**Directions**
Substitute "locate" for every occurrence of "pick out" in the lines below, leave all else unchanged, and omit the pictures from your answer.

**Data shown**
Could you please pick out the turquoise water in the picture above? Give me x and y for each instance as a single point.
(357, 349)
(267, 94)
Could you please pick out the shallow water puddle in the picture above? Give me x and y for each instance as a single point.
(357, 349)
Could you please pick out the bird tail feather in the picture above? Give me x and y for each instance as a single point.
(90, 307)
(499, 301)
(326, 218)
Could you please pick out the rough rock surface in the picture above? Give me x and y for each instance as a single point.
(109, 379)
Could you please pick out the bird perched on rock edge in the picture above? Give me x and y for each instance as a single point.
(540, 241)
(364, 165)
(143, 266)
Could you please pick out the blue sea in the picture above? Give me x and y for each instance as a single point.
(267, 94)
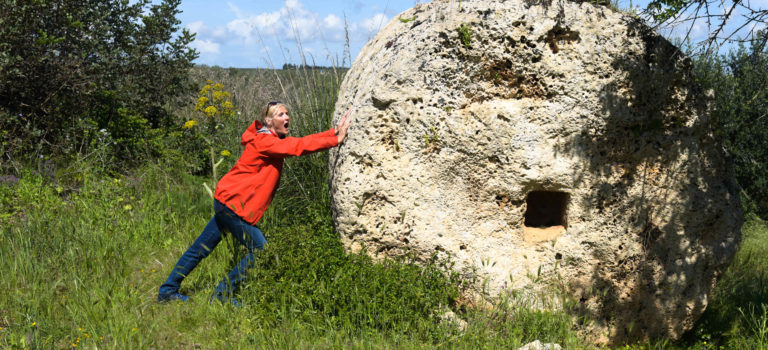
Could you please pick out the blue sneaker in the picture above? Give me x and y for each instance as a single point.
(171, 297)
(225, 300)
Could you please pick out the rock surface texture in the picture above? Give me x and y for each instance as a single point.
(539, 143)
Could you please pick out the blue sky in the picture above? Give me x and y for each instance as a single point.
(242, 33)
(248, 34)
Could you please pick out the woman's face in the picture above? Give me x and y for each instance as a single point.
(279, 122)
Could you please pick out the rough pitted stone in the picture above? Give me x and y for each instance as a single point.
(575, 116)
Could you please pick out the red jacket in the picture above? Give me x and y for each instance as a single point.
(250, 185)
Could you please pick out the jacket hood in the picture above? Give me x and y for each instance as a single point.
(253, 130)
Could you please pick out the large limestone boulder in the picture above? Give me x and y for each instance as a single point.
(537, 143)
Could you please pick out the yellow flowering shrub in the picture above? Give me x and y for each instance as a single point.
(210, 111)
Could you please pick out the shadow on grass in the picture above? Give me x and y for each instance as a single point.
(740, 293)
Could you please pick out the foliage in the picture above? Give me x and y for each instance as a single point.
(215, 108)
(740, 82)
(726, 21)
(74, 71)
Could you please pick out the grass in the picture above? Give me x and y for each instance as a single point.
(82, 253)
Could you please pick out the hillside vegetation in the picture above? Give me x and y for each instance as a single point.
(101, 190)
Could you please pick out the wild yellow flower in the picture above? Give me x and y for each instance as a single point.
(210, 111)
(189, 124)
(201, 102)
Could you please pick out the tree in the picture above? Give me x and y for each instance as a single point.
(72, 70)
(717, 16)
(741, 114)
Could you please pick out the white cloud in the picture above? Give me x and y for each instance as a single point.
(206, 46)
(241, 27)
(198, 27)
(333, 22)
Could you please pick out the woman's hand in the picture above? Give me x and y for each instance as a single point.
(342, 126)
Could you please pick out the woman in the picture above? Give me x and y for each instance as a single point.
(244, 193)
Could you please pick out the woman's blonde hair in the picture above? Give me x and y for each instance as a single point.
(269, 111)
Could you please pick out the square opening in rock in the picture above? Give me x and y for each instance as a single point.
(546, 209)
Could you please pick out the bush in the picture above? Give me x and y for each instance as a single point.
(73, 71)
(740, 82)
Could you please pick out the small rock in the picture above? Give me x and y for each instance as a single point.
(538, 345)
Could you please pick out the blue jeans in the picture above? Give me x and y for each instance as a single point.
(223, 220)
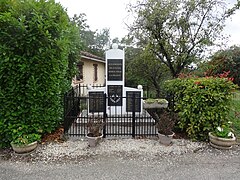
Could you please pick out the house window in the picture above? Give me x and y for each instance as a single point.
(95, 66)
(79, 76)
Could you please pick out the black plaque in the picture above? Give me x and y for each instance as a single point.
(115, 95)
(129, 102)
(115, 70)
(96, 102)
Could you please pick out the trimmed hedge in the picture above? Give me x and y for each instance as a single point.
(39, 46)
(202, 104)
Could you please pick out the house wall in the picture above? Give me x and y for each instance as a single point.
(88, 73)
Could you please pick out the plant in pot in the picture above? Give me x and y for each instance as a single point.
(94, 135)
(223, 137)
(165, 124)
(25, 143)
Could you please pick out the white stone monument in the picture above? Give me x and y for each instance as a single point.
(120, 98)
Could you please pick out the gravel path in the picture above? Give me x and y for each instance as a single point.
(123, 159)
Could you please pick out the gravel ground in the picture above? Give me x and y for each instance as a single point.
(77, 150)
(121, 159)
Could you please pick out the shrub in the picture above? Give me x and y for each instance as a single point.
(39, 46)
(202, 104)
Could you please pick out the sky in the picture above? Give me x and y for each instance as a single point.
(113, 14)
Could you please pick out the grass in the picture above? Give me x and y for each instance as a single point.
(235, 113)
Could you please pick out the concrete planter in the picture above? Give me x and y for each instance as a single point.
(221, 143)
(21, 149)
(93, 141)
(165, 139)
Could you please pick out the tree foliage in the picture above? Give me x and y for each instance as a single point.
(39, 47)
(146, 69)
(179, 31)
(94, 42)
(225, 61)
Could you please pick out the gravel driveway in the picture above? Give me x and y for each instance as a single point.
(123, 159)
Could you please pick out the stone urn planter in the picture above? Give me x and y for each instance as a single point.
(155, 104)
(164, 120)
(221, 143)
(93, 141)
(27, 148)
(25, 143)
(166, 139)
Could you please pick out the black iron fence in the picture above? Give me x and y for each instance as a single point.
(127, 119)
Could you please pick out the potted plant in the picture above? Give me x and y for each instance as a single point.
(165, 125)
(155, 103)
(94, 135)
(222, 137)
(25, 143)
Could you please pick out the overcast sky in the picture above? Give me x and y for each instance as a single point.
(113, 14)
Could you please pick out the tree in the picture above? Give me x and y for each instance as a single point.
(225, 61)
(94, 42)
(179, 31)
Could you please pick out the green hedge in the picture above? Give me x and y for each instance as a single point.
(39, 46)
(202, 104)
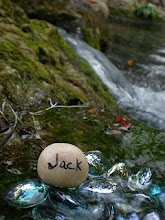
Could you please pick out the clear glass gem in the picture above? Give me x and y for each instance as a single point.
(26, 194)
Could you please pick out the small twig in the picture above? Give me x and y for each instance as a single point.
(57, 106)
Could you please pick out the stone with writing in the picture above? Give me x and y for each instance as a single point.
(62, 164)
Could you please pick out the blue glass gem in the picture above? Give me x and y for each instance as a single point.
(26, 194)
(97, 163)
(155, 190)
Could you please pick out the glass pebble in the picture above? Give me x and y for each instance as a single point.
(48, 212)
(141, 180)
(155, 190)
(119, 169)
(66, 197)
(152, 216)
(97, 189)
(97, 163)
(26, 194)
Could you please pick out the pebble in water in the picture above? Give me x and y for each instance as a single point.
(95, 190)
(141, 180)
(97, 163)
(63, 197)
(94, 211)
(152, 216)
(133, 216)
(118, 169)
(63, 165)
(26, 194)
(154, 190)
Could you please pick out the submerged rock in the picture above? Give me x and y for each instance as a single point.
(141, 180)
(26, 194)
(98, 164)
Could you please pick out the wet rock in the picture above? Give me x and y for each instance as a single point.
(63, 165)
(141, 180)
(98, 164)
(152, 216)
(122, 6)
(69, 198)
(26, 194)
(119, 169)
(97, 190)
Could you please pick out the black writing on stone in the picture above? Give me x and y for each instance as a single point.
(65, 165)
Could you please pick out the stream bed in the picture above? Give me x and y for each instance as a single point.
(126, 174)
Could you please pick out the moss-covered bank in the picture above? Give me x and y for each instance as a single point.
(37, 64)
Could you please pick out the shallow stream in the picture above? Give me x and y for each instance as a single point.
(139, 85)
(126, 178)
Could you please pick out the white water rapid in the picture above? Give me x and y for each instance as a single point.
(145, 104)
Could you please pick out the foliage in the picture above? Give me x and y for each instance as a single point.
(147, 11)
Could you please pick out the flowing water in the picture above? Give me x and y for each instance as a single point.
(140, 87)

**Worked solution**
Could you please locate the turquoise water in the picture above? Give me x and y for each instance as a single point.
(357, 349)
(267, 94)
Could you please locate the shallow water puddle in the picture above? Give me x and y for each instance as a single point.
(357, 349)
Could you please locate the bird tail feather in the picture above? Give me x and y for each instance as a single point.
(90, 307)
(499, 301)
(326, 218)
Could you please locate the rough rock surface in the picture above? Give me x and y for each instance as a single point.
(109, 379)
Could you please locate the bird perched on rock edge in the picture above? Give me x and y for each instance as a single point.
(540, 241)
(364, 165)
(143, 266)
Could you please locate the blue sea in the picture above? Give me x and y for each instance as a single point.
(267, 94)
Could you please locate the blue sneaker in the picture above? Give me x and y for each instance as a single point.
(171, 297)
(225, 300)
Could you please locate the rock surface texture in the picture above? Give me x and y for each instance as a single point.
(539, 143)
Could you please locate the blue sky in the picture above? Give me x and y for each instance as a single point.
(242, 33)
(248, 34)
Could you please locate the woman's face in the picture above? Give me x and y for each instance as a single point.
(279, 122)
Could you please locate the rough pitted stone in the picture above? Give me x and y for each instance as a single point.
(575, 116)
Could you please locate the red jacket in the picture above? Give me x and y for each instance as a single point.
(250, 185)
Could you please locate the jacket hood in the picture above? Give me x and y for each instance as a single point.
(253, 130)
Could you please locate the large limestone boulder in the picture above? Give me x and y for each instance as a single point.
(537, 143)
Could you please locate the yellow flowering shrub in the picture above? Give me x and y for each instance as a single point.
(210, 111)
Could you please locate the shadow on grass in the picture above? Give me x and y for each instance as a single point.
(740, 293)
Could you please locate the foliage in the picture above? Give me x and y for each instance as a single point.
(215, 108)
(740, 82)
(726, 21)
(74, 71)
Could you please locate the grass in the picture above? Give me x and y for each instance as a single point.
(82, 253)
Could you please locate the hillside vegetation in the picture above? Give me x and y for each instance as a single point.
(101, 190)
Could you please locate the wild yellow flower in the picture above? Give me x and y for each instance as a single point.
(210, 111)
(189, 124)
(201, 102)
Could you please locate the tree in the picture above? Give me x and y for each instance as a single point.
(72, 70)
(717, 16)
(741, 114)
Could you please locate the white cloud in the picture above? Give me x and y for each instance as a single point.
(206, 46)
(241, 27)
(198, 27)
(333, 22)
Could you please locate the woman's hand in the picture above? Give me x and y for each instance as a single point.
(342, 126)
Could you please locate the woman in the picture above? Give me x and y for each instance as a single point.
(244, 193)
Could you please locate the woman's blonde hair in the picture above? Give me x and y for each instance as a single point.
(269, 111)
Could you please locate the square opening in rock in the picture above? Give me x and y for each instance as a single point.
(546, 209)
Could you please locate the bush in the picture above? Give me x and y for each instance as a single point.
(73, 71)
(740, 82)
Could you please locate the small rock in the picture above? Give me x and y for each instance as a single point.
(538, 345)
Could you please locate the blue jeans in the picture above? Give me x and y for each instance as a single point.
(223, 220)
Could you please locate the house window in the picture above? Give me x and y for each instance as a single point.
(95, 66)
(79, 76)
Could you please locate the black plaque in the picture above? Give me x and y for each instance as a single point.
(115, 95)
(129, 102)
(115, 70)
(96, 102)
Could you please locate the trimmed hedge in the picture above? Give me x and y for each instance as a single point.
(39, 46)
(202, 104)
Could you please locate the house wall in the picture above? Give me x and y for each instance as a single point.
(88, 73)
Could you please locate the plant in pot in the picture above? Give me x and y for each instance as a single point.
(94, 135)
(223, 137)
(165, 124)
(25, 143)
Could you please locate the white stone monument in the picture above? Give me x and y for each instance as a single point.
(120, 98)
Could you please locate the gravel path in the picture above? Give me x and y for each instance as a single point.
(123, 159)
Could you please locate the gravel ground in the picture above? Give me x and y for each instance as a single point.
(77, 150)
(121, 159)
Could you please locate the shrub in the picture above? Give me x and y for each instance as a single point.
(39, 46)
(202, 104)
Could you please locate the sky in the picture above? Give me x and y for each instance as a single point.
(113, 14)
Could you please locate the grass in the picture above? Give me x and y for each instance as a single point.
(235, 113)
Could you please locate the concrete planter in the picture above? Give me x and y for each instance as a single point.
(221, 143)
(21, 149)
(93, 141)
(165, 139)
Could you please locate the tree foliage in the picture above? Give me x and y for each instance as a single point.
(39, 47)
(146, 69)
(179, 31)
(94, 42)
(225, 61)
Could you please locate the gravel driveway in the picture above? Give me x and y for each instance as a single point.
(123, 159)
Could you please locate the stone urn planter in the picture above? Give me x and y for each instance as a single point.
(155, 104)
(164, 120)
(221, 143)
(93, 141)
(27, 148)
(25, 143)
(166, 139)
Could you please locate the black iron fence in the picture above? Give me x and y for each instance as a single point.
(127, 119)
Could you please locate the potted plant in the picture above? Give me x and y for each instance as a single point.
(165, 125)
(155, 103)
(94, 135)
(222, 137)
(25, 143)
Could you please locate the overcast sky in the picture above? Give me x and y for each instance as a single point.
(113, 14)
Could you please locate the tree in the picture above? Give me x and y for each instance as a single point.
(225, 61)
(94, 42)
(179, 31)
Could you please locate the green hedge in the picture above? Give me x and y for each instance as a single point.
(39, 46)
(202, 104)
Could you please locate the clear glass gem in the picture above? Give me x and y for each instance as a single point.
(26, 194)
Could you please locate the small twig in the picture above? Give me x and y for each instance as a single point.
(57, 106)
Could you please locate the stone with writing in the picture above? Give me x and y for each instance as a single point.
(62, 164)
Could you please locate the blue glass gem in the picture above? Give me x and y for each instance as a single point.
(26, 194)
(97, 163)
(155, 190)
Could you please locate the glass pebble in the picture above? Give me x and y for each instance as a single point.
(48, 212)
(141, 180)
(155, 190)
(119, 169)
(66, 197)
(152, 216)
(97, 189)
(97, 163)
(26, 194)
Could you please locate the pebble in water in the picture above? Give me x and y for each instance as a single point.
(95, 190)
(141, 180)
(97, 163)
(63, 197)
(94, 211)
(152, 216)
(133, 216)
(118, 169)
(63, 165)
(26, 194)
(154, 190)
Could you please locate the submerged rock in the picture above? Give me x and y for each instance as a single point.
(141, 180)
(26, 194)
(98, 164)
Could you please locate the wet rock in the picture above? Give me x and y for each instance as a single point.
(63, 165)
(141, 180)
(98, 164)
(152, 216)
(122, 6)
(69, 198)
(26, 194)
(119, 169)
(97, 190)
Could you please locate the black writing on stone in the picture above? Give me x and y for each instance as a single point.
(65, 165)
Could you please locate the stream bed in the picture above? Give me x and y for each instance as a single point.
(126, 174)
Could you please locate the moss-covered bank in the picture above? Give me x and y for each instance as a single point.
(37, 64)
Could you please locate the shallow stream in the picture above? Give me x and y for each instance as a single point.
(139, 85)
(126, 178)
Could you please locate the white water rapid in the picture above? Give me x and y for each instance as a single point.
(145, 104)
Could you please locate the foliage in the picture above? Give me x and y for each instance as a single point.
(147, 11)
Could you please locate the flowing water in the picture above? Give me x and y for each instance as a single point.
(140, 87)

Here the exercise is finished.